WHAT THIS TASK INVOLVES
Arrange the rows from the line containing "Seedling-scouting request: tag the woman's face" through the end of the rows as a Markdown table with two columns, No. and Line. Give each line its number and leave out blank lines.

Extracted rows
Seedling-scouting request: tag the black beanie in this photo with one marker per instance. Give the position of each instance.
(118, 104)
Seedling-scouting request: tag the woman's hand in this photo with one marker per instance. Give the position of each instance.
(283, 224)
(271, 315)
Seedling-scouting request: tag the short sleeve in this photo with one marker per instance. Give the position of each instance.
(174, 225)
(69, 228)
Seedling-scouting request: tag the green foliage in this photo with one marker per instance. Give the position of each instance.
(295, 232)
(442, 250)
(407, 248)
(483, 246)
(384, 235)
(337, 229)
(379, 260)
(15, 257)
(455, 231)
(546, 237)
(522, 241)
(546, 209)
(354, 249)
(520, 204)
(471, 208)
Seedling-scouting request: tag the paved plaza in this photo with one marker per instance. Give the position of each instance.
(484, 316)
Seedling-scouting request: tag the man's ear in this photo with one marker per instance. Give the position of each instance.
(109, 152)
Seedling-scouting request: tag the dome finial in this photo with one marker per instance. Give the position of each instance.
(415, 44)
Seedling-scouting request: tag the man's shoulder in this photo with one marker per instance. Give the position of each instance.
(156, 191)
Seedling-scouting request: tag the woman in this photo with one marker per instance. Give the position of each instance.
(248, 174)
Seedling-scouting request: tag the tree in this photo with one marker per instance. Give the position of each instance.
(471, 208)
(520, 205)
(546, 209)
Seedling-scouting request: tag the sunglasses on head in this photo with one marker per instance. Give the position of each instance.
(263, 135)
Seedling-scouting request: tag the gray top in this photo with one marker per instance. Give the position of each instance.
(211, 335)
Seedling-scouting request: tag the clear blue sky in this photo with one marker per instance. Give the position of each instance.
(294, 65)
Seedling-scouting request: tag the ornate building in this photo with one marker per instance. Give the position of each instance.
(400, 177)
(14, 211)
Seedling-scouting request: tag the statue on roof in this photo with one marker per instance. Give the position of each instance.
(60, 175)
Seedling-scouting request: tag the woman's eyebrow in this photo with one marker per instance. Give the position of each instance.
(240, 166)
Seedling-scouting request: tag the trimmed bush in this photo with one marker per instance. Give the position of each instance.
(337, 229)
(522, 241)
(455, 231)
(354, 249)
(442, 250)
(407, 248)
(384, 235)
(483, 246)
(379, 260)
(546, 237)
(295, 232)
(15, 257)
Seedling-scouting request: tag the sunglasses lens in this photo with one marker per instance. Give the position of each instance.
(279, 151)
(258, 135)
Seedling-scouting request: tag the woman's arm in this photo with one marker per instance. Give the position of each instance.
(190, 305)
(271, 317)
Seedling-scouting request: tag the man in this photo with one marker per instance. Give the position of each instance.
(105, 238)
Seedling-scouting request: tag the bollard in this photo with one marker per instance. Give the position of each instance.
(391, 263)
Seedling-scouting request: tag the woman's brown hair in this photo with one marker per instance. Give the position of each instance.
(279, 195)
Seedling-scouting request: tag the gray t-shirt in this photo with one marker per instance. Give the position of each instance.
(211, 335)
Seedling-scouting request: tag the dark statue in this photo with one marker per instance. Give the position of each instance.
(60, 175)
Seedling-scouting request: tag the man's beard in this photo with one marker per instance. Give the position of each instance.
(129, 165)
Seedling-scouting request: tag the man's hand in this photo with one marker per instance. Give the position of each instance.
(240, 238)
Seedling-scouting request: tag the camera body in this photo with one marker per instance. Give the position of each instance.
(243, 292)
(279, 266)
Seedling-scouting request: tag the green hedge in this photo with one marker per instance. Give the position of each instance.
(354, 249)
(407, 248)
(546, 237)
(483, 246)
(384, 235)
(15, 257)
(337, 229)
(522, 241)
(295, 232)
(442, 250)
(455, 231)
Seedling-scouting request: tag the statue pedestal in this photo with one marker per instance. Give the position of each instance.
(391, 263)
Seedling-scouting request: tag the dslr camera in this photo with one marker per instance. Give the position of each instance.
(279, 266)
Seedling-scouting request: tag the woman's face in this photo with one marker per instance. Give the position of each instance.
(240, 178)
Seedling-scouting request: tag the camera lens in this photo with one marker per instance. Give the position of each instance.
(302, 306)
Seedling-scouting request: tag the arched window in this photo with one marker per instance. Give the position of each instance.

TASK SOLUTION
| No. | Line |
|---|---|
| 1 | Seedling-scouting request: tag the woman's face in this photo with one marker per instance. Give the position of each instance. |
| 2 | (240, 178) |
| 3 | Seedling-scouting request: tag the camera lens in this photo with one marker per instance. Give the position of each instance. |
| 4 | (302, 306) |
| 5 | Seedling-scouting request: tag the arched window in this photo with one marker per instance. Give the position of each instance. |